La Parola, poi, è Gesù: "Il Verbo si è fatto carne e mise la sua tenda in mezzo a noi". E Gesù possiamo rifiutarlo ("Venne tra i suoi, ma non lo accolsero") o riceverlo ("A quanti lo accolsero diede il potere di diventare figli di Dio").

Ecco, allora, il senso della parabola che abbiamo letto oggi. E’ Gesù quel "chicco di frumento che viene gettato in terra", e questo seme è stato seminato abbondantemente lungo tutta la storia, quel seme è buttato in tutti i terreni. Anche oggi posso incontrare Gesù in mille modi: adesso, leggendo e meditando la sua parola, nei Sacramenti, e nella preghiera, negli avvenimenti della mia giornata, nelle persone familiari o casuali che incontro, nella natura… si tratta solo di accoglierlo, si tratta, in fondo, di non essere un terreno già occupato come sono i primi terreni della parabola (uno occupato dalla strada, l’altro dalle spine, l’altro dalle pietre), un terreno occupato da noi stessi, dalle nostre abitudini, dalle religiosità "tutto compreso", da quello che noi ci ostiniamo a chiamare buonsenso.

Essere buon terreno, in fondo, non è neanche fare chissà che, credere che tutto dipenda da noi e dalle nostre scelte, è accogliere la Parola sgombri, sicuri della forza di questa Parola, disponibili a ricevere ciò che il seme ci porta e a dare ciò che serve al seme perché questo possa crescere.

Non è la terra che stabilisce se il seme debba essere di grano o di orzo, non è la terra che decide né la stagione della semina, nè quella della mietitura… il terreno buono lascia fare, fiducioso, al seme; l’unica sua prerogativa è di essere sgombro, magari anche arato (ferito) per poterlo accogliere.

 

 

DOMENICA 24

XXV^ DOMENICA DELL’ANNO  -  Beata Vergine Maria della Mercede

Parola di Dio: Sap. 2,12.17-20; Sal. 53; Giac. 3,16-4,3; Mc. 9,30-37

 

1^ Lettura (Sap. 2, 12.17-20)

◆ **Esercizi**
- A) Nel testo di partenza, chi è il "chicco di frumento che viene gettato in terra"?
- B) Elenca tutti i modi in cui, secondo il testo di partenza, si può incontrare Gesù anche oggi.

◆ **Voci archiviate**
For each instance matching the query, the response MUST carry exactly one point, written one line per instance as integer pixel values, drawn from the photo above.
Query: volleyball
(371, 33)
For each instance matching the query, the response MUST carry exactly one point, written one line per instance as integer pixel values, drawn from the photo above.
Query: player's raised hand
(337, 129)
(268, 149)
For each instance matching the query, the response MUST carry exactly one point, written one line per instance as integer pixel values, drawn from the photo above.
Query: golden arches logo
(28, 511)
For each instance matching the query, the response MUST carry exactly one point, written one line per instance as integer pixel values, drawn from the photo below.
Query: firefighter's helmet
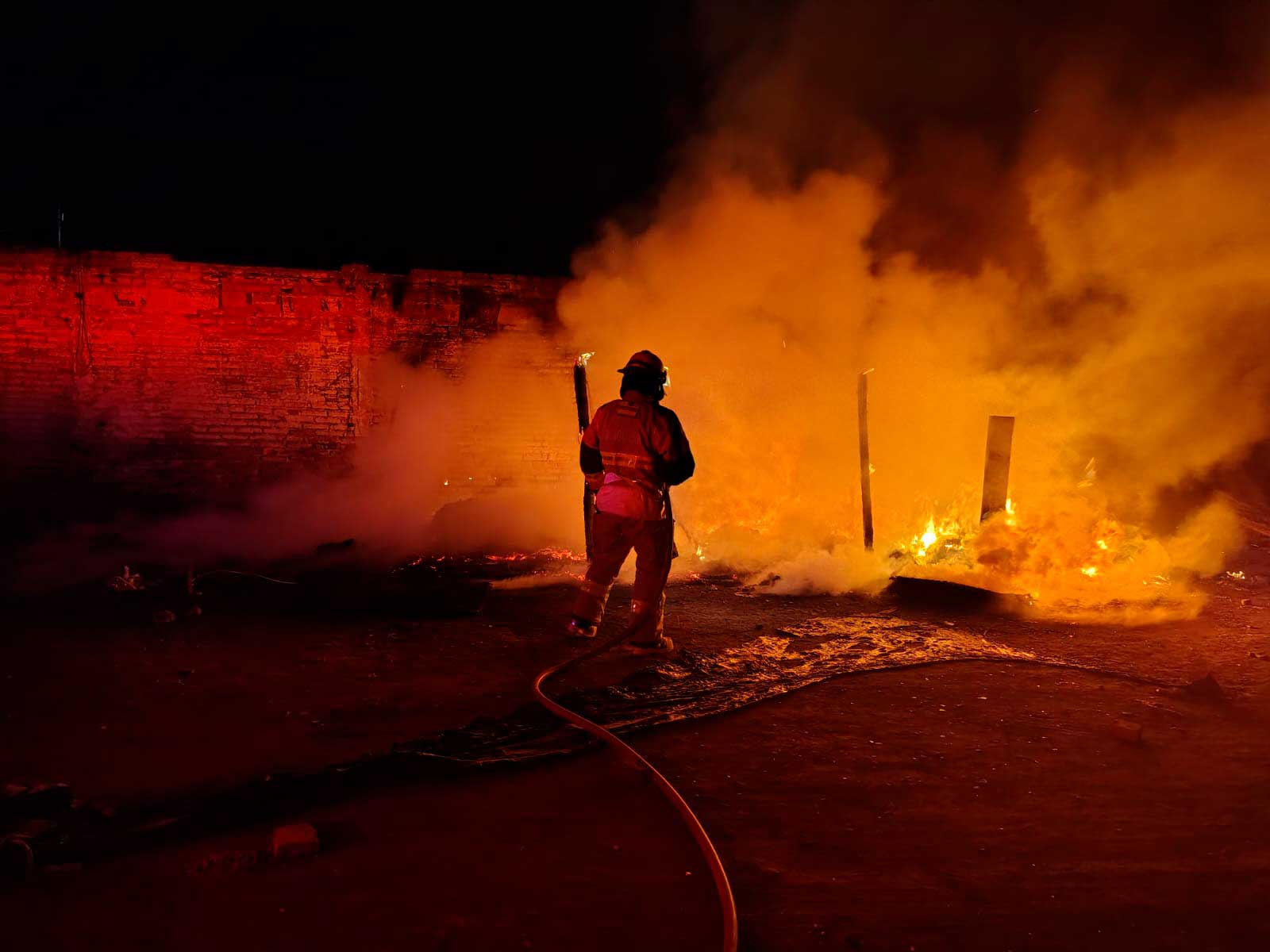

◆ **Risposte**
- A) È Gesù.

- B)
- leggendo e meditando la sua parola
- nei Sacramenti
- nella preghiera
- negli avvenimenti della giornata
- nelle persone familiari o casuali che si incontrano
- nella natura